**Arbeitsauftrag:** Gib aus dem Interview über Israel und Arafat den Abschnitt von „Capellan: Nun gibt“ bis „Washingtons noch entziehen?“ wortgetreu wieder.

**Textblock:**
•••••

Capellan: Aber aus der heutigen Sicht gesehen: Ist das nicht eine schlechte Voraussetzung für Verhandlungen, wenn man damit droht, den Palästinenser-Präsidenten ins Exil zu verbannen?
Levy: Nein, ich glaube, Sie verkennen hier die eigentliche Priorität, die Israel hat. Die Priorität, die Israel hat, ist natürlich, die Waffenruhe herzustellen, um danach wirklich die politischen Öffnungen zu ermöglichen und dann wirklich zu einem Verhandlungsfrieden zu kommen. Ich habe so den Eindruck, dass heute mit der Woge der Empathie und Sympathie, die Arafat sicherlich in den arabischen Massen, einschließlich seiner eigenen hat, er sich so weit gestärkt fühlt, dass er auch ohne Waffenruhe seine politischen Ziele vielleicht erreichen kann, und es ist nur natürlich, dass Israel das unterbinden will.
Capellan: Nun gibt es aber auch verstärkt Kritik der Amerikaner an der Haltung der israelischen Regierung. Die US-Regierung hat heute noch einmal erklärt, man hätte es gerne gesehen, wenn Arafat dabei gewesen wäre. Wie lange kann sich Scharon diesem ja doch wohl wachsendem Druck Washingtons noch entziehen?
Levy: Wissen Sie, ich glaube, die Amerikaner haben alles richtig gemacht, denn im Grunde genommen, sowohl die Palästinenser als auch die Israelis sind nicht ganz zufrieden. Sie haben wahrscheinlich weniger Fehler gemacht, als sie angedeutet haben. Ich glaube auch, dass hier die Problematik, ob Arafat in Beirut ist oder nicht, weit überzogen ist. Es ist nicht so wichtig, wie Sie es vielleicht darstellen. Viel wichtiger ist, was die Zukunft der saudischen Initiative bringen wird, obwohl ich den Abend nicht vor dem Tag loben möchte, aber es gibt hier sicherlich eine neue Dramatik, die eine neue Dynamik entwickeln kann. Das darf man nicht außer Acht lassen und das hat mit dem Beisein oder der Abwesenheit von Arafat nichts zu tun.

•••••

**Übungsdaten:**
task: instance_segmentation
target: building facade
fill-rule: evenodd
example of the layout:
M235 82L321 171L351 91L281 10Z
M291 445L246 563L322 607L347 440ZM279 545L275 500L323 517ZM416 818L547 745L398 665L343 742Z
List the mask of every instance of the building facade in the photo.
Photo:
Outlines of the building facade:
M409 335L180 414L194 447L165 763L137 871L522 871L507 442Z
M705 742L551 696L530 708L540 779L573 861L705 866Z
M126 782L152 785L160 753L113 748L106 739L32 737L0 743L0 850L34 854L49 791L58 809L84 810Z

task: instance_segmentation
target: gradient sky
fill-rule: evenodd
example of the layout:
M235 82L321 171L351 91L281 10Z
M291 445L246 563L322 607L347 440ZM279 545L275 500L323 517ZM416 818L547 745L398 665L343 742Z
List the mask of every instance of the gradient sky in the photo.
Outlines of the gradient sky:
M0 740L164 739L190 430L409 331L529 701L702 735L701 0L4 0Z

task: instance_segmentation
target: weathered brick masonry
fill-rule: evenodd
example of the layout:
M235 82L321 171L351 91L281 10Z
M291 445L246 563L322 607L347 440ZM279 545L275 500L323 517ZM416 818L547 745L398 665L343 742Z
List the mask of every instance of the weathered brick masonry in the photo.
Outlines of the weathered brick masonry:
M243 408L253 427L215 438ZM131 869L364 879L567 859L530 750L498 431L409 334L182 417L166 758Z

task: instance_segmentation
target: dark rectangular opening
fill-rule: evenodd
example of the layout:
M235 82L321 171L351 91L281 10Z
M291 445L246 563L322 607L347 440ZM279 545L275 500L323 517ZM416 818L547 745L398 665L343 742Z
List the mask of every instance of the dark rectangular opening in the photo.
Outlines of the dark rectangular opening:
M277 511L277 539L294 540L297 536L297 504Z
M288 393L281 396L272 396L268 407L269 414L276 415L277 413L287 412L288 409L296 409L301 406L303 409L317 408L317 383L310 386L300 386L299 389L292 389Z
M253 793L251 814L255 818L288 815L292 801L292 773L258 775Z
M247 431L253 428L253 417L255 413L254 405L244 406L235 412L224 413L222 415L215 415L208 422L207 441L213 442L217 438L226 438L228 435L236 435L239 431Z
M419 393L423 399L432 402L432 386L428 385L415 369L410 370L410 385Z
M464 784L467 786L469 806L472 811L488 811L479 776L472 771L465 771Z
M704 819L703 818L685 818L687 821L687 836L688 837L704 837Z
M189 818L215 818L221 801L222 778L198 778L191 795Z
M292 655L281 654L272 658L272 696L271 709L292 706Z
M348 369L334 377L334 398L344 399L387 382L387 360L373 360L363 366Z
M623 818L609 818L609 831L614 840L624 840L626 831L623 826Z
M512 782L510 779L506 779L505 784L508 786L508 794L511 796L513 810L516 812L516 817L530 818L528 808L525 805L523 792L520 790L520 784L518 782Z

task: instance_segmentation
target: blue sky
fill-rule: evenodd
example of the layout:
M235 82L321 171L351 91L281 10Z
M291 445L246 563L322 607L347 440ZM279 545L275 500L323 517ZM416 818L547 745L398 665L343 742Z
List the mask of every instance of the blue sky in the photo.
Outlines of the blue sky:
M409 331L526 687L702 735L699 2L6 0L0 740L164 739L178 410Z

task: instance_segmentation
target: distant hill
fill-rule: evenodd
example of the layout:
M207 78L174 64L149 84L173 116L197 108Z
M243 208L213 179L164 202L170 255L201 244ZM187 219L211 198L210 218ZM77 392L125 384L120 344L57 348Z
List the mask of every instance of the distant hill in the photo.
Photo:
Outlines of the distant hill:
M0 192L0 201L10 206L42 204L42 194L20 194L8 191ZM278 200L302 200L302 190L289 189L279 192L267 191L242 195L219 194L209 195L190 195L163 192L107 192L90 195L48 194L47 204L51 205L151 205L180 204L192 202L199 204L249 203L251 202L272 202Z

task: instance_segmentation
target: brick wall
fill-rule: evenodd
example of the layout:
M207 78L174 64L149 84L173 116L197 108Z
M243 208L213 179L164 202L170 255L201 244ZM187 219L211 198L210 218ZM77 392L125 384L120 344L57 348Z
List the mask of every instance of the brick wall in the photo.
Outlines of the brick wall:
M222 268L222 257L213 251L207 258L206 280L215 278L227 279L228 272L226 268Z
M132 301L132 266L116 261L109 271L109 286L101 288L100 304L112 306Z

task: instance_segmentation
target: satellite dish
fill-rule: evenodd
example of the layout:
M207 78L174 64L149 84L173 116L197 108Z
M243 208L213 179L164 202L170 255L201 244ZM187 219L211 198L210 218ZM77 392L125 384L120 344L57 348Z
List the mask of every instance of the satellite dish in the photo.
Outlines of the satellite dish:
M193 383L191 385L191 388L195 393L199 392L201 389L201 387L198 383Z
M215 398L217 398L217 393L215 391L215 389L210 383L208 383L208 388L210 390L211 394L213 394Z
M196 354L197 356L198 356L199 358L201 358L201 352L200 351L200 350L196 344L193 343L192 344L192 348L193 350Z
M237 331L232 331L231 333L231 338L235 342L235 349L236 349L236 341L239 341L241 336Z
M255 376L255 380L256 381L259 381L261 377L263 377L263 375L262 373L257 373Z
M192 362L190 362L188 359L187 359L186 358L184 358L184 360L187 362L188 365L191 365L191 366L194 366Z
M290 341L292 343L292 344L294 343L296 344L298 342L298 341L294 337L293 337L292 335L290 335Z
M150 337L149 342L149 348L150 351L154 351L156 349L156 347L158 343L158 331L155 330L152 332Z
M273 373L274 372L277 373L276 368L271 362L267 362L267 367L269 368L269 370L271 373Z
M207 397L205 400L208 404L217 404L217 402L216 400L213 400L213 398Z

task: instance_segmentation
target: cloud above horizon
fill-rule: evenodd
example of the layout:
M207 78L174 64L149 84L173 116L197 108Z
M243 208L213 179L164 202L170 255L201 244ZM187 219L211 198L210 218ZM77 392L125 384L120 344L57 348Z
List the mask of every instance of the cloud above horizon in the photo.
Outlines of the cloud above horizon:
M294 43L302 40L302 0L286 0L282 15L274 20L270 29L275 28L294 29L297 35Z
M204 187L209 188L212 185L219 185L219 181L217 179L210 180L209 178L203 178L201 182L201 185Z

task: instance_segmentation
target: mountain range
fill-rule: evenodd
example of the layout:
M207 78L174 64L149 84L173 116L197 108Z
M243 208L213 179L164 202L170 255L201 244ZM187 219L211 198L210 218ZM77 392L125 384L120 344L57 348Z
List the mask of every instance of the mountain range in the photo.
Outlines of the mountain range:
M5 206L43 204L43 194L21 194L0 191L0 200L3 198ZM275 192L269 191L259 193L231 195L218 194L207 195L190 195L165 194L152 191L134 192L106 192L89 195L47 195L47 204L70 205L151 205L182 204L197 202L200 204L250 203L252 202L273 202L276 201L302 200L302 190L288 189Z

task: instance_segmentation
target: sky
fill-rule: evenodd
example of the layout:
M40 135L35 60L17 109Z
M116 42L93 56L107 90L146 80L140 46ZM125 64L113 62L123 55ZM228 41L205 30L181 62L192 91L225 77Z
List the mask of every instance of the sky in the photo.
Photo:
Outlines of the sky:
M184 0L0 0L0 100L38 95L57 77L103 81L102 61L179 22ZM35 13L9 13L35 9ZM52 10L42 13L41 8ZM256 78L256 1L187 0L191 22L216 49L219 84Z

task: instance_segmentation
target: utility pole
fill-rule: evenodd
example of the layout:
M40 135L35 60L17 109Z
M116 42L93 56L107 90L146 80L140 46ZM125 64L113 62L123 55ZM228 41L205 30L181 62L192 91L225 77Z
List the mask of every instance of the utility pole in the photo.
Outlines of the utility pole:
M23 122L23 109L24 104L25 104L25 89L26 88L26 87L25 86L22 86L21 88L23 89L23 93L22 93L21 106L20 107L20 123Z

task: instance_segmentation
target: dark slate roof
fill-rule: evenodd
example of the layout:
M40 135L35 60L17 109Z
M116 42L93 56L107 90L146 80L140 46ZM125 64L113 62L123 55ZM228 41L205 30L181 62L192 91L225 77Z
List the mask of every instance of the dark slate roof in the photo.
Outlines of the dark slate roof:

•••••

**Antwortfeld:**
Capellan: Nun gibt es aber auch verstärkt Kritik der Amerikaner an der Haltung der israelischen Regierung. Die US-Regierung hat heute noch einmal erklärt, man hätte es gerne gesehen, wenn Arafat dabei gewesen wäre. Wie lange kann sich Scharon diesem ja doch wohl wachsendem Druck Washingtons noch entziehen?